**** Selected extract

Screenings: 27th September, 6.30pm / 1st October, 12.45pm
The Walking Dead director Julius Ramsay makes his feature debut with this grippingly unpredictable horror. It follows Jess and Lindsey, a couple who accidentally run someone over when driving back from a New Year’s party – not such a fresh start to the new year after all. And so they do what all movie couples must in such a situation: they try to cover it up.
It’s the kind of decision that would risk tearing most marriages apart, but our couple are already under strain, as Lindsey becomes the sole breadwinner for the household, after Jeff’s athlete career has failed to take off. The script, by Julius’ brother, Alston Ramsay, never quite manages to bring the character depth the film needs to explore their relationship fully, but it’s enough to kick-start a growing suspense, as things get more tense and more awkward with every escalating twist.

********

## Requirements
A: Rewrite the paragraph of the horror film review that begins "The Walking Dead director" as a short bulleted list, keeping its main facts.
B: Pick up the horror film review after its final sentence and write one more paragraph in the same style.

**** Records

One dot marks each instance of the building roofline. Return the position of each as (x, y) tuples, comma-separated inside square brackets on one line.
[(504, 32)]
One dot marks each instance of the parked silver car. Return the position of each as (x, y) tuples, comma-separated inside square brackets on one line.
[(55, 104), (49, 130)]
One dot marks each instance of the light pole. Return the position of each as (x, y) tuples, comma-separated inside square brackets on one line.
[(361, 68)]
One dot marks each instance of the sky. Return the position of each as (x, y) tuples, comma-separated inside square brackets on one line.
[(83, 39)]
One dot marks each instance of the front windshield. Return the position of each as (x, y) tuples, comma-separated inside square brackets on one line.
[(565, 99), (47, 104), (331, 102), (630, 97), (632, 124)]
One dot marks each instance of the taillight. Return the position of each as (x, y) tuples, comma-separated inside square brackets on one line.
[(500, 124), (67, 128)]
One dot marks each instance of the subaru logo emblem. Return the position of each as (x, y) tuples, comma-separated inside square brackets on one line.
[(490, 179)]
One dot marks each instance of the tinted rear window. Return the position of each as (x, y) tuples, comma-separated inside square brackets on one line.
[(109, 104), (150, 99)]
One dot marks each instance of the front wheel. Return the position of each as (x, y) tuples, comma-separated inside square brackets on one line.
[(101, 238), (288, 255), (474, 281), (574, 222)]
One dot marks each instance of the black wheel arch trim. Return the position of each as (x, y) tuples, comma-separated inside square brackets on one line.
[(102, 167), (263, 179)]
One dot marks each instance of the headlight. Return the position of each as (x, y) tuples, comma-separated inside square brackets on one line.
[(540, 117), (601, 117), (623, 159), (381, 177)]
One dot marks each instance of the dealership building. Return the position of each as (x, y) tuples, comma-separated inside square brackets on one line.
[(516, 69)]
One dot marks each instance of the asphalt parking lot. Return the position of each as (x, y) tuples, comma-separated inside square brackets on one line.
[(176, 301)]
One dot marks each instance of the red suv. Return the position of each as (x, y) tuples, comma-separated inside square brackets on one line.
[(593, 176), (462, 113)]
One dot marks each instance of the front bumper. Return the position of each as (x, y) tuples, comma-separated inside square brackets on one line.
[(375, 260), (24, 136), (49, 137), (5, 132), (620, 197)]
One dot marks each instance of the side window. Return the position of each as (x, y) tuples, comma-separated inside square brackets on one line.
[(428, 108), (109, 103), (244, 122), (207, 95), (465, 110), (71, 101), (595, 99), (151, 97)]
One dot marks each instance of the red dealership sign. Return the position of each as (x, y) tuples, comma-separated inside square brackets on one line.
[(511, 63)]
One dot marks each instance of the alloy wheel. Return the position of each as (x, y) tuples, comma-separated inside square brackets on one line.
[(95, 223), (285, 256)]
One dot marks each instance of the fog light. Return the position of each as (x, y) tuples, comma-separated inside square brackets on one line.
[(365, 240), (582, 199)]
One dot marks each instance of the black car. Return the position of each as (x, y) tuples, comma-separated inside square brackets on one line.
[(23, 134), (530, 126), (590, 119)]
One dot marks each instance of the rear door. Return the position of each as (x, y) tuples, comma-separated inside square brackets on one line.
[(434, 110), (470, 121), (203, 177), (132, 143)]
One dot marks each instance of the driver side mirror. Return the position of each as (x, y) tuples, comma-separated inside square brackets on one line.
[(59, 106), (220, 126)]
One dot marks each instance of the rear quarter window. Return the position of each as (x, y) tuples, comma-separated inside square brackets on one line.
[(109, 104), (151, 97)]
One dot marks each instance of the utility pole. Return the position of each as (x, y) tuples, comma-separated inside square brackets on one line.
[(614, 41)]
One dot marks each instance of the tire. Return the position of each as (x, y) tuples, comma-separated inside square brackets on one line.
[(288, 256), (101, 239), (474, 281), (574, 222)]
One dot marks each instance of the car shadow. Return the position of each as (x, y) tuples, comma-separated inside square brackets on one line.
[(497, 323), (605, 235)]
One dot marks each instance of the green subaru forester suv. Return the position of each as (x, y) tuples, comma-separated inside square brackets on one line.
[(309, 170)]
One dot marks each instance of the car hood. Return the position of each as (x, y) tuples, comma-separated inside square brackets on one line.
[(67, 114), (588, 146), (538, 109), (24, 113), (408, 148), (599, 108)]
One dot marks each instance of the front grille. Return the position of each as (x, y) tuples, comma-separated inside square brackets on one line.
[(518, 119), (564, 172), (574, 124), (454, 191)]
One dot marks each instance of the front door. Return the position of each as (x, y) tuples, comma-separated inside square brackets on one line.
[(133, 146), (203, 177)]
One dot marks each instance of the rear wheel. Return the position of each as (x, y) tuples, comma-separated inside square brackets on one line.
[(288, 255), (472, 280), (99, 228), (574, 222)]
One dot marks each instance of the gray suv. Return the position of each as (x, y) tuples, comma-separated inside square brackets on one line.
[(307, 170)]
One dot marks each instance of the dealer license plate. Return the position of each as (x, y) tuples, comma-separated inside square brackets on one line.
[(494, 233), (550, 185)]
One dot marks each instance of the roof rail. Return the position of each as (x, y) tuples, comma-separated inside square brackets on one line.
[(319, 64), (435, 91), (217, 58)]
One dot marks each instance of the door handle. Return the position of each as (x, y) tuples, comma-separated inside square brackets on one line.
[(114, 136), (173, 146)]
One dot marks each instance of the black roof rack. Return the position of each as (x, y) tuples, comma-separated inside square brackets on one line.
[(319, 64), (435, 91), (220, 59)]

********

## Answers for the exercise
A:
- Julius Ramsay, a director on The Walking Dead, makes his feature debut with this gripping, unpredictable horror film.
- Jess and Lindsey, a couple, accidentally run someone over while driving home from a New Year's party.
- As movie couples do in that situation, they try to cover it up.

B:
Driving those, in part, is the presence of Lindsey’s troublesome Hannah, whose past keeps coming back to haunt them – the discovery that their hit-and-run victim was headed to their house anyway only adds to the panic and violence. A brief visit by the cops (Andrew Rothenberg and Joseph Anderson) is deliciously unsettling, while a prolonged interrogation by Detective Smith (Ward Horton) is nailbiting stuff, taking things to dark extremes with creepy smiles and sinister dialogue. If there’s not much substance to the screenplay, its steady string of revelations keeps the pace impressively fast, to the point where even an opening garage door can be enough to give you goosebumps.